Heureusement elle se propage à la fin de la saison marocaine, de sorte que l'impact est minime pour la campagne d'exportation et pratiquement inexistant pour le marché local marocain. Selon Machi, l'insecte n'est pas agressif en plein champ, qui est la principale source de tomates rondes pour le marché local. Dans les serres, c'est-à-dire dans la région d'Agadir, la plupart des producteurs ont déjà terminé leur campagne, sauf ceux qui exportent vers des marchés comme le Royaume-Uni ou l'Afrique de l'Ouest. En termes de variétés, compte tenu du calendrier et des variétés produites sous serres, ce sont les tomates cerises et allongées qui sont actuellement touchées par le problème, beaucoup plus que les tomates rondes. En termes de volume, l'impact est négligeable, rapporte Machi.
En revanche, l'effet sur les décisions de plantation pourrait être plus important pour la saison à venir. Pour rappel, la saison a démarré très tardivement et de manière perturbée en raison de l'incertitude causée par le ToBRFV répandu l'année dernière et les vagues de chaleur de l'été précédent. Peut-on s'attendre à un scénario identique la saison prochaine à cause de Tuta Absoluta ? "Je ne pense pas qu'il y aura un retard dans le démarrage de la saison", répond Machi. "Les tomates précoces ont été très rentables cette saison et restent très attrayantes malgré le risque. Je pense qu'il n'y aura pas d'influence sur la précocité de la campagne. Il faut garder à l'esprit que les opinions et les décisions des producteurs sont très décentralisées."

**Consignes:**
a) D'après le texte sur la tomate au Maroc, quels types de tomates sous serre sont actuellement les plus touchés par le problème ?
b) Traduisez en anglais cette phrase du texte sur la tomate au Maroc : « En revanche, l'effet sur les décisions de plantation pourrait être plus important pour la saison à venir. »
c) Veuillez rédiger la suite du texte sur la tomate au Maroc, à partir de sa dernière phrase.
Les données ci-après n'ont aucun rapport avec le texte sur la tomate au Maroc.

**Données listées:**
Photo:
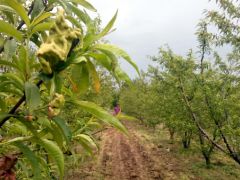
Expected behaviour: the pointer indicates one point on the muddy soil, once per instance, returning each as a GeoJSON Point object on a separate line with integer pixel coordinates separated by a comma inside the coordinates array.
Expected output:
{"type": "Point", "coordinates": [129, 157]}
{"type": "Point", "coordinates": [123, 157]}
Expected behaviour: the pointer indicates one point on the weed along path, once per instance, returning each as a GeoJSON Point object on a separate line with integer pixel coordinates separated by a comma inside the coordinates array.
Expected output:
{"type": "Point", "coordinates": [148, 154]}
{"type": "Point", "coordinates": [123, 157]}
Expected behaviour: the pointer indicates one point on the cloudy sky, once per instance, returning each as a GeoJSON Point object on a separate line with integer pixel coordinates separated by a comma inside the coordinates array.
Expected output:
{"type": "Point", "coordinates": [145, 25]}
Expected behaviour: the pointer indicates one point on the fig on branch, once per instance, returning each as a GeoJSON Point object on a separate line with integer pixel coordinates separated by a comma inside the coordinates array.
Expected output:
{"type": "Point", "coordinates": [55, 105]}
{"type": "Point", "coordinates": [58, 43]}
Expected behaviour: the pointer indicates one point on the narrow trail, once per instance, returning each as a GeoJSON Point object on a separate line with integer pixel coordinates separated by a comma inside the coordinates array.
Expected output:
{"type": "Point", "coordinates": [130, 157]}
{"type": "Point", "coordinates": [123, 157]}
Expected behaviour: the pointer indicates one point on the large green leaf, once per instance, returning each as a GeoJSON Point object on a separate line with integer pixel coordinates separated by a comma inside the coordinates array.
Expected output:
{"type": "Point", "coordinates": [32, 95]}
{"type": "Point", "coordinates": [100, 113]}
{"type": "Point", "coordinates": [6, 8]}
{"type": "Point", "coordinates": [55, 153]}
{"type": "Point", "coordinates": [37, 8]}
{"type": "Point", "coordinates": [10, 30]}
{"type": "Point", "coordinates": [42, 27]}
{"type": "Point", "coordinates": [64, 128]}
{"type": "Point", "coordinates": [80, 77]}
{"type": "Point", "coordinates": [40, 18]}
{"type": "Point", "coordinates": [19, 9]}
{"type": "Point", "coordinates": [121, 75]}
{"type": "Point", "coordinates": [109, 26]}
{"type": "Point", "coordinates": [10, 48]}
{"type": "Point", "coordinates": [81, 15]}
{"type": "Point", "coordinates": [32, 158]}
{"type": "Point", "coordinates": [102, 59]}
{"type": "Point", "coordinates": [15, 80]}
{"type": "Point", "coordinates": [118, 52]}
{"type": "Point", "coordinates": [94, 75]}
{"type": "Point", "coordinates": [9, 64]}
{"type": "Point", "coordinates": [84, 4]}
{"type": "Point", "coordinates": [86, 142]}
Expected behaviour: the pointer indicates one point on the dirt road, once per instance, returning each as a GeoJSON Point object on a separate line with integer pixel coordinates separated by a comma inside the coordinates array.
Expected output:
{"type": "Point", "coordinates": [123, 158]}
{"type": "Point", "coordinates": [130, 157]}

**Réponses de l'exercice:**
a) Les tomates cerises et allongées.

b) On the other hand, the effect on planting decisions could be greater for the coming season.

c)
L'impact de l'épisode actuel de Tuta Absoluta reste à voir, et deux questions se posent : la lutte intégrée va-t-elle entraîner une nouvelle propagation du ToBRFV, alors qu'il commence enfin à s'affaiblir (selon des sources professionnelles) ? Cette crainte entraînera-t-elle des retards dans le lancement de la prochaine campagne ? Étant donné que les décisions de plantation sont prises en ce moment même, les prochaines semaines - d'ici le mois d'août - apporteront des réponses et plus de clarté pour la prochaine saison.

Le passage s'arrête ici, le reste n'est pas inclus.